> [TASKS FOR THIS EXERCISE]
(A) Answer these questions from the GPU observability chapter, one per line:
(i) How often does the live summary refresh?
(ii) Which DCGM series feeds the SM-active % card?
(iii) What time ranges can the Trend chart cover?
(B) Copy the GPU observability chapter word for word from "Below the cards, the" up to and including "traffic we expect?".

> [PASSAGE SHOWN]
32. GPU observability

Every metric on the AI Factory floor — what it means, when to worry, and why an idle GPU can sit at 90% memory.

This chapter is the reference for the hardware view: the five metric cards, the trend chart, the hardware-error events table, the alerts list, and the exact health thresholds behind every coloured dot. If you haven’t met the page yet, start with Chapter 30.

Everything here is for owners and providers — tenants whose card is reporting metrics. Consumers see a usage view instead (Chapter 30).

Where the numbers come from

The data is the NVIDIA DCGM exporter (DCGM_FI_DEV_* series), scraped by Prometheus. Daalu doesn’t invent metrics — it reads the same counters dcgmi and Grafana would, then renders them natively and scoped to your tenant on the server (see “Tenant scoping” below).

The page refreshes on a timer: the live summary every 15 seconds, the trend chart and events every 30. You can watch a load arrive in close to real time.

The five metric cards

Open a GPU’s detail view and you get five cards. When a tenant has more than one card, the cards show an aggregate and a per-GPU breakdown table appears underneath.

Card	Source	What it tells you
Temperature	`DCGM_FI_DEV_GPU_TEMP`	Core temperature in °C. The single best early-warning signal; thermal limits throttle the card before anything breaks.
Utilisation	`DCGM_FI_DEV_GPU_UTIL`	Percentage of time the GPU was busy. Tracks live inference work — 0% when the model is loaded but idle.
VRAM	`DCGM_FI_DEV_FB_USED` / `FB_FREE`	Used / total GB and a percentage. Expect this high and stable (see below).
Power	`DCGM_FI_DEV_POWER_USAGE`	Draw in watts. Summed across cards. Rises with real work; a useful proxy for “is the card actually doing something.”
SM-active %	`DCGM_FI_PROF_SM_ACTIVE`	Fraction of streaming multiprocessors active. A finer-grained “how busy is the compute” than utilisation.

Why it matters: high VRAM at ~0% utilisation is expected, not a fault. The vLLM server reserves roughly 90% of VRAM up front — the model weights plus a pre-allocated KV-cache pool — and holds it whether or not requests are flowing. So memory sits high and flat from the moment the model loads. Utilisation and power, by contrast, track live work: they read near zero while the model is loaded but idle, and climb as traffic hits the card. If you see 90% VRAM and 0% utilisation, your GPU is ready and waiting, not stuck. The detail view prints this reminder inline whenever it detects the pattern.

The Trend chart

Below the cards, the Trend chart plots one metric over a time window. Pick from:

Metric: Utilisation, Temp, Memory, Power.
Range: 1h, 6h, 24h, 7d.

Percentage metrics (utilisation, memory) use a fixed 0–100 axis on purpose: an idle, all-zero GPU reads as a flat line at the bottom of a full scale, not a misleading auto-zoomed wiggle. When utilisation or memory is flat at zero across the whole window, the chart says so explicitly — the card has simply been idle, and the line will rise as requests arrive.

Use the trend to answer questions the live cards can’t: Did utilisation actually climb during last night’s batch job? Is the card creeping warmer week over week? Did power track the traffic we expect?

> [SUPPLIED INFORMATION]
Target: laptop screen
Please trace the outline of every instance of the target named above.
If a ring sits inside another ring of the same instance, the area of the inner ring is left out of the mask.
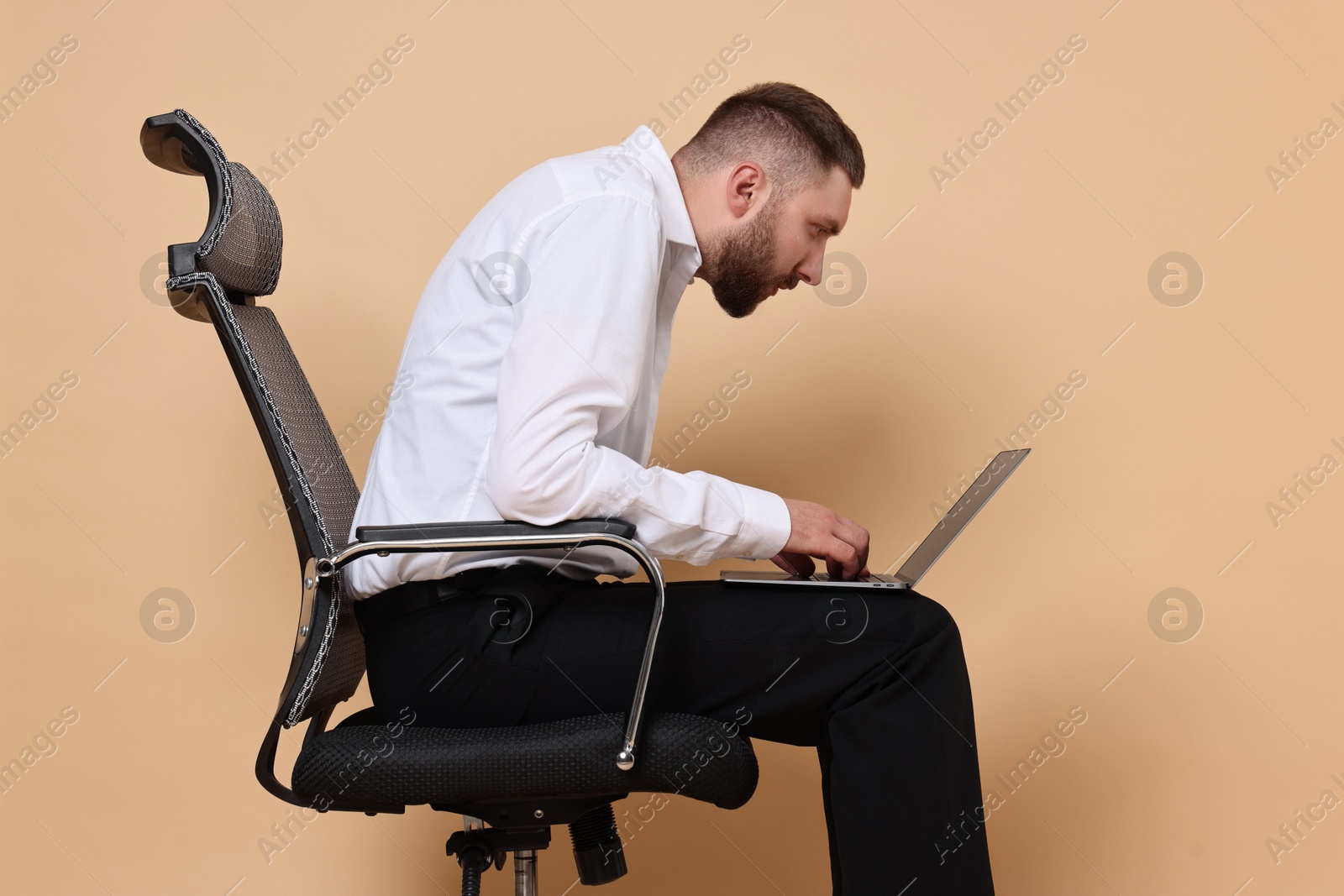
[[[921,541],[910,559],[896,570],[896,578],[914,587],[1030,453],[1031,449],[1017,449],[996,454],[995,459],[980,473],[980,477],[952,505],[952,509],[938,520],[938,525],[933,528],[929,537]]]

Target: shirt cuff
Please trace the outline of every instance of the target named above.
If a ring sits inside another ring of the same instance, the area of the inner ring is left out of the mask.
[[[770,559],[789,543],[793,520],[789,505],[774,492],[735,484],[742,490],[742,529],[728,545],[730,556]]]

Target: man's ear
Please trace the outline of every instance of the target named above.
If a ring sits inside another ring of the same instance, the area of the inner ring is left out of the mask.
[[[765,172],[754,161],[743,161],[728,172],[727,200],[734,218],[742,218],[766,199]]]

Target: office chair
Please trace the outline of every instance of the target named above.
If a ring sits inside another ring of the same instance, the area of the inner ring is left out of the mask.
[[[551,825],[569,825],[585,884],[626,870],[612,803],[632,791],[675,793],[737,809],[751,798],[757,760],[746,736],[714,719],[649,713],[664,586],[659,563],[621,520],[538,527],[515,521],[359,527],[347,544],[359,489],[331,424],[274,313],[257,296],[276,289],[280,212],[265,185],[181,109],[155,116],[140,146],[160,168],[206,179],[208,222],[200,239],[168,247],[168,294],[191,320],[215,326],[286,497],[298,549],[301,596],[289,673],[257,755],[257,779],[276,797],[319,811],[403,813],[429,805],[461,814],[446,852],[462,868],[462,893],[513,853],[513,887],[536,895],[536,853]],[[372,707],[328,729],[337,704],[364,676],[364,642],[341,568],[368,555],[425,551],[574,549],[630,553],[653,592],[653,617],[634,697],[625,715],[591,715],[512,728],[426,728],[413,713]],[[276,776],[282,728],[308,723],[286,787]]]

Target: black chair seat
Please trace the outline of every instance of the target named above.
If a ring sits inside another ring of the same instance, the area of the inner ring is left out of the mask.
[[[356,716],[347,723],[370,719]],[[757,786],[751,742],[702,716],[646,716],[630,771],[616,767],[625,713],[512,728],[347,723],[300,754],[293,789],[305,801],[386,809],[648,791],[737,809]]]

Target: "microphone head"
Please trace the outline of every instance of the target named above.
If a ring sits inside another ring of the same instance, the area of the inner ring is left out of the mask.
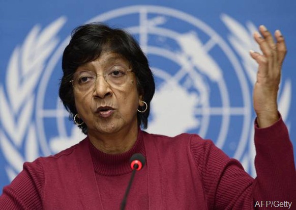
[[[130,159],[130,163],[132,169],[136,169],[137,171],[141,170],[145,165],[146,159],[140,153],[133,154]]]

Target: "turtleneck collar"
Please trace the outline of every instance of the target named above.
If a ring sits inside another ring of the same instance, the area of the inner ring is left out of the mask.
[[[143,134],[139,128],[137,140],[134,145],[129,150],[122,154],[104,153],[97,149],[88,138],[87,142],[95,171],[104,176],[118,176],[130,173],[132,171],[129,163],[132,155],[136,153],[140,153],[146,156]]]

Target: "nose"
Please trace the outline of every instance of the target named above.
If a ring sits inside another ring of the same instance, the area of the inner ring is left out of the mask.
[[[105,79],[103,75],[98,74],[97,80],[95,83],[95,90],[93,95],[94,97],[104,98],[104,97],[112,95],[112,90],[110,85]]]

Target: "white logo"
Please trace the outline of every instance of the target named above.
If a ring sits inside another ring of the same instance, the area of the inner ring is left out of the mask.
[[[225,14],[221,19],[239,59],[206,24],[166,7],[128,7],[88,22],[119,27],[129,23],[126,29],[149,57],[157,83],[149,132],[169,136],[190,132],[210,138],[254,175],[250,168],[254,156],[251,90],[257,66],[248,51],[257,50],[252,37],[256,29],[251,23],[246,29]],[[0,87],[0,142],[11,179],[23,162],[57,152],[83,138],[68,120],[57,97],[59,62],[69,38],[58,46],[57,34],[65,21],[59,18],[41,32],[34,28],[12,55],[5,88]],[[282,90],[279,109],[285,119],[290,81]]]

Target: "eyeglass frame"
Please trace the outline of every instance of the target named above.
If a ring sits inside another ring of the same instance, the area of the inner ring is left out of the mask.
[[[125,70],[127,71],[128,72],[132,72],[132,73],[134,73],[134,72],[133,71],[133,69],[131,69],[131,68],[129,68],[129,69],[126,68],[125,69]],[[94,72],[96,74],[96,82],[94,83],[95,84],[95,86],[94,86],[94,88],[96,87],[96,85],[97,84],[97,81],[98,80],[98,78],[100,76],[103,76],[103,77],[104,77],[104,80],[105,80],[105,81],[106,82],[106,83],[107,83],[107,84],[108,84],[111,87],[114,88],[113,87],[112,87],[112,86],[111,84],[110,84],[110,83],[107,81],[107,80],[106,78],[106,75],[107,74],[107,72],[105,73],[103,73],[103,74],[99,74],[99,73],[96,73],[96,72],[95,72],[94,71],[90,71],[90,70],[83,71],[84,71],[84,72]],[[72,78],[73,78],[73,76],[74,76],[74,75],[75,74],[75,73],[76,73],[76,72],[74,72],[72,74]],[[77,90],[79,91],[79,90],[78,88],[75,87],[75,86],[74,86],[74,83],[73,83],[74,81],[74,80],[72,78],[72,80],[70,80],[69,81],[69,82],[71,83],[72,83],[72,87],[73,87],[73,88],[74,89],[76,89]],[[90,89],[90,90],[91,90],[91,89]]]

> [ANSWERS TO THE TASKS]
(A)
(i) Every 15 seconds.
(ii) DCGM_FI_PROF_SM_ACTIVE.
(iii) 1h, 6h, 24h, and 7d.

(B)
Below the cards, the Trend chart plots one metric over a time window. Pick from:

Metric: Utilisation, Temp, Memory, Power.
Range: 1h, 6h, 24h, 7d.

Percentage metrics (utilisation, memory) use a fixed 0–100 axis on purpose: an idle, all-zero GPU reads as a flat line at the bottom of a full scale, not a misleading auto-zoomed wiggle. When utilisation or memory is flat at zero across the whole window, the chart says so explicitly — the card has simply been idle, and the line will rise as requests arrive.

Use the trend to answer questions the live cards can’t: Did utilisation actually climb during last night’s batch job? Is the card creeping warmer week over week? Did power track the traffic we expect?